* begin *

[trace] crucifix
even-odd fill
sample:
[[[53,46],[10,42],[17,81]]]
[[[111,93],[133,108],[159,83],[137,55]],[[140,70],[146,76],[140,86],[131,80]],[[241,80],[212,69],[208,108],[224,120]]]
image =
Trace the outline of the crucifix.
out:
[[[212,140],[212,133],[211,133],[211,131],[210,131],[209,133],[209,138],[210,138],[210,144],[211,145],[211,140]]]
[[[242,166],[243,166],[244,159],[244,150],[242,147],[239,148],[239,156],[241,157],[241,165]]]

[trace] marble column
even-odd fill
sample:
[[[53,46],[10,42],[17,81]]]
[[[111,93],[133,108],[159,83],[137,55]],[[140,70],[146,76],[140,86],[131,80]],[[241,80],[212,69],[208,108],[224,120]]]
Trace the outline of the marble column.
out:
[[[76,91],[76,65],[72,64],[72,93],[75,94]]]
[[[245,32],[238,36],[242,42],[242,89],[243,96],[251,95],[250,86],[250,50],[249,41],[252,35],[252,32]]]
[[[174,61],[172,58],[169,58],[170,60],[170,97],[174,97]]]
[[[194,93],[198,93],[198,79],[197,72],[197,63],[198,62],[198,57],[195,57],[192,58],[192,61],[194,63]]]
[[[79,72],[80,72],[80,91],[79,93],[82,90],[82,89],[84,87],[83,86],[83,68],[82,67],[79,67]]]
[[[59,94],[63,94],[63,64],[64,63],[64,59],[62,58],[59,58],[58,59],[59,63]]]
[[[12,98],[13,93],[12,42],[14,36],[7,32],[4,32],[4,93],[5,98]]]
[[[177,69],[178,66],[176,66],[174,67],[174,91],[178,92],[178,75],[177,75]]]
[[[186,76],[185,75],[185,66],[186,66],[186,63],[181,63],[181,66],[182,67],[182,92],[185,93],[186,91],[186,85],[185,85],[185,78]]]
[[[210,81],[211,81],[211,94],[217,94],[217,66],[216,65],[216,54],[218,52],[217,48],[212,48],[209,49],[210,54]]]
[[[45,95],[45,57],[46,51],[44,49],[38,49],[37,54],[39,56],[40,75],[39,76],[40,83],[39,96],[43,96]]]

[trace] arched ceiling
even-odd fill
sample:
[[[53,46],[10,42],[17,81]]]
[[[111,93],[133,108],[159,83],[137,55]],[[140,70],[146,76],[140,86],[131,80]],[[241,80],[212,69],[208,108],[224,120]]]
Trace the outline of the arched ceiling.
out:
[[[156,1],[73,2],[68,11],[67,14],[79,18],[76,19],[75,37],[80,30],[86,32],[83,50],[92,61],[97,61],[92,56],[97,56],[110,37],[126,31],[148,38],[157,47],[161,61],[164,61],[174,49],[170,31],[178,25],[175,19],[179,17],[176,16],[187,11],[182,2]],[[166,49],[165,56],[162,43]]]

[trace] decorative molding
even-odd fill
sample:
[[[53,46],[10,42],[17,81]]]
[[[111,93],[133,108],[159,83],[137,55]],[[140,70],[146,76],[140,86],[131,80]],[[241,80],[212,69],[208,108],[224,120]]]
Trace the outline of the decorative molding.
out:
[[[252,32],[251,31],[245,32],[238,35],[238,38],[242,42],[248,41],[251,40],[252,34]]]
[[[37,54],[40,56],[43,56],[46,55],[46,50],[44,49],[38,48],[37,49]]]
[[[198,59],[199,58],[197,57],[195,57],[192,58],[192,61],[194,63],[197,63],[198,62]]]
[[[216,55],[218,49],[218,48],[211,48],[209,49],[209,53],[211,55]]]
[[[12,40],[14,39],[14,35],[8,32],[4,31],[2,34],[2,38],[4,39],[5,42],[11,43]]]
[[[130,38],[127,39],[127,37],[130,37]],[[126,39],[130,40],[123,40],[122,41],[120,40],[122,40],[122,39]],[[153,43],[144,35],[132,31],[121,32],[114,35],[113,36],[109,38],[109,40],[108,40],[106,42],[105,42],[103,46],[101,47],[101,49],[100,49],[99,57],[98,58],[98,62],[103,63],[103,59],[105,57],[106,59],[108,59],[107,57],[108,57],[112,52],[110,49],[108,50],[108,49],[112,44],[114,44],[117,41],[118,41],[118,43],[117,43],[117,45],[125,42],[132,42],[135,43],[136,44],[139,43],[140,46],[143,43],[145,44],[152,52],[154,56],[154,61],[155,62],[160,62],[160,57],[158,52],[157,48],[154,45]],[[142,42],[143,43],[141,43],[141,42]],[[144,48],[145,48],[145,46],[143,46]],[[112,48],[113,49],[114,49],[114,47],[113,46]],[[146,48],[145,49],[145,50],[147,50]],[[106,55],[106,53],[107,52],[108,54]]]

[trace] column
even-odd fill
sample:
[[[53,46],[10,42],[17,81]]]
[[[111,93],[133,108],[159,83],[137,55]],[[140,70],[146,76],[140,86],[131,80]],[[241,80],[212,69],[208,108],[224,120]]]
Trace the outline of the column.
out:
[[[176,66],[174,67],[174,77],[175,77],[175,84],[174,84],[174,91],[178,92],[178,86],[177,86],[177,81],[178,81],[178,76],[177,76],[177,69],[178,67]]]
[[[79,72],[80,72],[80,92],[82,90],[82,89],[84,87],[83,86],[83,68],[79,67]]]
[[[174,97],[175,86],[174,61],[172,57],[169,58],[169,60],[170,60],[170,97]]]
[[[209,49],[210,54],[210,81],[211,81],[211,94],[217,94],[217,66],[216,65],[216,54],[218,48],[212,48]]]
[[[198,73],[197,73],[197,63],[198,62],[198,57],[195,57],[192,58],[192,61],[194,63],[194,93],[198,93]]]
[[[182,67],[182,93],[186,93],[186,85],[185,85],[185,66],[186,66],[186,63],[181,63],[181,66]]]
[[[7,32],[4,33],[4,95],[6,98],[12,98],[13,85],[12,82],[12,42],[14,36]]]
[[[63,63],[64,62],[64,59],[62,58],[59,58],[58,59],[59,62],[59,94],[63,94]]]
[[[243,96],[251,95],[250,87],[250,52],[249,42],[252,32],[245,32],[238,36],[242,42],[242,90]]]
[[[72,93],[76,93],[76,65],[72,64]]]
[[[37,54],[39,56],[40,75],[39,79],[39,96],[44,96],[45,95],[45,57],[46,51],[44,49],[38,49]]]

* end *
* begin *

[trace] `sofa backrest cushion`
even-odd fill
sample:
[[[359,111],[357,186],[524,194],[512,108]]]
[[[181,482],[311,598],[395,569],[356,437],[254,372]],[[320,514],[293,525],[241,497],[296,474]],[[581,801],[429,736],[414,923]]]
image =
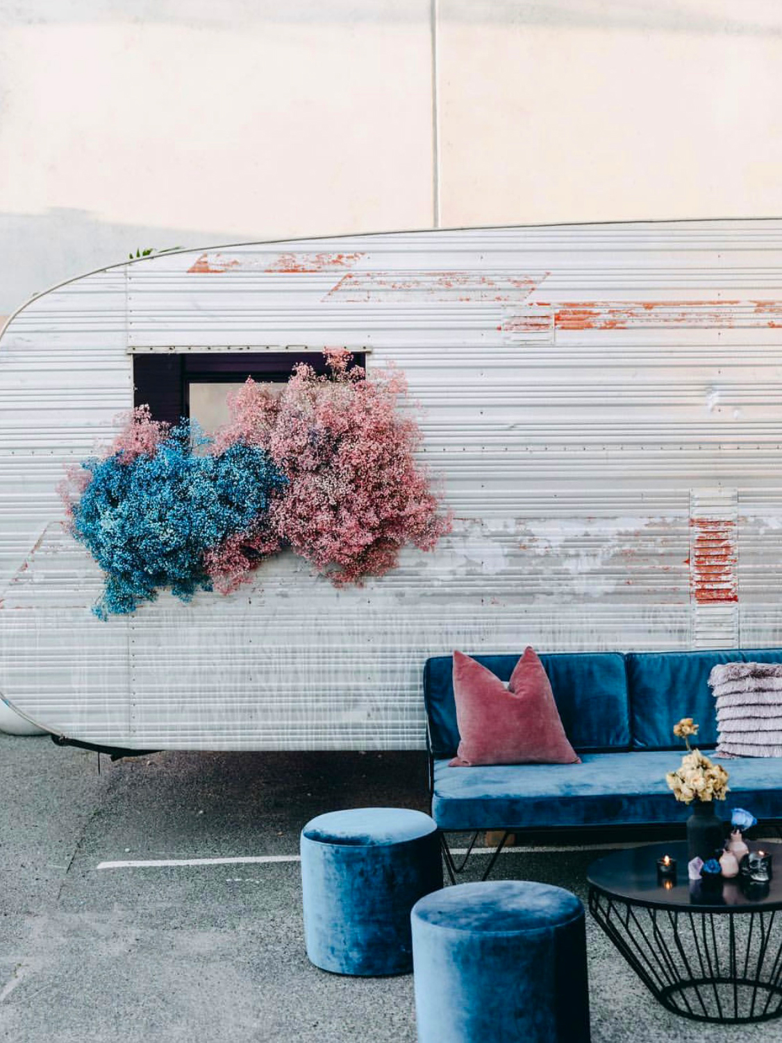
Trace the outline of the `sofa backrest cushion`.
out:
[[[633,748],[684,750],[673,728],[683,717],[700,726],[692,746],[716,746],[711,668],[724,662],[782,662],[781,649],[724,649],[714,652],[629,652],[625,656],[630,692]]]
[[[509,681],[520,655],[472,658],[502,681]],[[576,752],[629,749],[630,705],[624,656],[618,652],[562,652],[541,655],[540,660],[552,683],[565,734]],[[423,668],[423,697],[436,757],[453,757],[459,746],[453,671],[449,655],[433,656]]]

* end *

The request. Rewrite the data above as a Markdown table with the columns Row and Text. Begin at the line that has "[trace] marble column" and stop after the line that has "[[[76,91],[76,65],[72,64],[72,93],[75,94]]]", numbering each line and leaving out any blank ones.

Result below.
| Row | Text |
|---|---|
| 1 | [trace] marble column |
| 2 | even-odd fill |
| 3 | sample: |
| 4 | [[[53,46],[10,42],[17,81]]] |
| 5 | [[[111,93],[133,108],[159,83],[137,55]],[[140,70],[146,76],[140,86],[131,80]],[[241,80],[212,69],[208,108],[224,120]]] |
| 6 | Trace the outline of the marble column. |
| 7 | out: |
| 8 | [[[76,91],[76,65],[72,64],[72,93],[75,94]]] |